Stored rows:
=-=-=-=-=
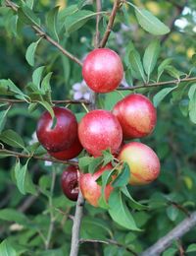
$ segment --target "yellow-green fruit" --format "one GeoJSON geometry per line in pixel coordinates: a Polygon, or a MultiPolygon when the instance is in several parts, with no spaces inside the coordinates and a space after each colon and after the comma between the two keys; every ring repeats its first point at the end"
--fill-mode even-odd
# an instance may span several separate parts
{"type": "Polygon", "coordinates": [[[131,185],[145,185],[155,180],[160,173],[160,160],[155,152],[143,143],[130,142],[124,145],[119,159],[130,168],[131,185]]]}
=-=-=-=-=
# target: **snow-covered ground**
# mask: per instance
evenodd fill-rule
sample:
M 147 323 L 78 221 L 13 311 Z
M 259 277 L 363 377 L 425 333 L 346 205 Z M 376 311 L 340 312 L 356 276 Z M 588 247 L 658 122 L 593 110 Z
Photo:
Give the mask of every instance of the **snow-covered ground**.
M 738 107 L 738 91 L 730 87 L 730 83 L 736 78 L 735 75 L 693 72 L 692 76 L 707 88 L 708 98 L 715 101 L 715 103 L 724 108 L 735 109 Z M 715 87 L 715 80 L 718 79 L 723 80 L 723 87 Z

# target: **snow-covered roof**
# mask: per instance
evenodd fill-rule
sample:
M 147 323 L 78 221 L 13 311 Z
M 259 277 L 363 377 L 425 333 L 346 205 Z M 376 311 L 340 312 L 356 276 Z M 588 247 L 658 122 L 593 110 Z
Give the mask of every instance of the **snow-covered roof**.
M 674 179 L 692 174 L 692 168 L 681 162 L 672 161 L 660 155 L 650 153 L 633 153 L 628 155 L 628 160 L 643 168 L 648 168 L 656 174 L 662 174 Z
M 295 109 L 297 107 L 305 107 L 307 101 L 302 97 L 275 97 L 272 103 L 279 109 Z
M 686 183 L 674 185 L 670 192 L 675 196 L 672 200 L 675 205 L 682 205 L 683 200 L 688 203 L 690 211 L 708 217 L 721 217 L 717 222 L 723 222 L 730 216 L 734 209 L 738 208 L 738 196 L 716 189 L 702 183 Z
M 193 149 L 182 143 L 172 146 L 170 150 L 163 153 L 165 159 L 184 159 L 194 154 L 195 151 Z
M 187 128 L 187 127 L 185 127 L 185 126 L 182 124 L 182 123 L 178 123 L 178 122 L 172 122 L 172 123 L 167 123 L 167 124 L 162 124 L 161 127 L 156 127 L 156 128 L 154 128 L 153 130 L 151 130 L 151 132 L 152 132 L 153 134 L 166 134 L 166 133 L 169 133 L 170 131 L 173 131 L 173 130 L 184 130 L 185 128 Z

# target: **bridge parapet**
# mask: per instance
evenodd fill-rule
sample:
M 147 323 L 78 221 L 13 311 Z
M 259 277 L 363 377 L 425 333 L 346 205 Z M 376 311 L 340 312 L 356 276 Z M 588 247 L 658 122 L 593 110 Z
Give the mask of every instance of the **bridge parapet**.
=-=-=-=-=
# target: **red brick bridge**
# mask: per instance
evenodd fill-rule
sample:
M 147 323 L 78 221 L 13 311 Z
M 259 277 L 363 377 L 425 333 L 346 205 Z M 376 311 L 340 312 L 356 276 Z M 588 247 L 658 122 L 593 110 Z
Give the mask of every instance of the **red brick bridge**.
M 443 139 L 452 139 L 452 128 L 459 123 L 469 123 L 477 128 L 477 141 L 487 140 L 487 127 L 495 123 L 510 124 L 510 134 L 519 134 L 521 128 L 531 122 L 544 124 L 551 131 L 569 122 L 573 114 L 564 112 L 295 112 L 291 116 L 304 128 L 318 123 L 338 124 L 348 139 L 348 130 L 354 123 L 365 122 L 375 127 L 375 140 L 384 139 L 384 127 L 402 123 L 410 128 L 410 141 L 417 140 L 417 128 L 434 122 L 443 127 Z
=-=-=-=-=
Task details:
Reproduce verbatim the stretch of lines from the one containing "# target: **snow-covered roof**" through the one containing "M 295 109 L", both included.

Answer for this exercise:
# target: **snow-covered roof**
# mask: per instance
evenodd fill-rule
sample:
M 147 323 L 78 221 L 13 311 Z
M 259 277 L 363 377 L 425 333 L 346 205 Z M 376 311 L 340 312 L 356 276 Z M 588 247 L 658 122 L 593 110 Z
Give the mask of every instance of the **snow-covered roof**.
M 674 179 L 692 174 L 692 168 L 681 162 L 672 161 L 660 155 L 650 153 L 633 153 L 628 155 L 628 160 L 643 168 L 648 168 L 656 174 L 662 174 Z
M 295 109 L 297 107 L 305 107 L 307 101 L 302 97 L 275 97 L 272 103 L 279 109 Z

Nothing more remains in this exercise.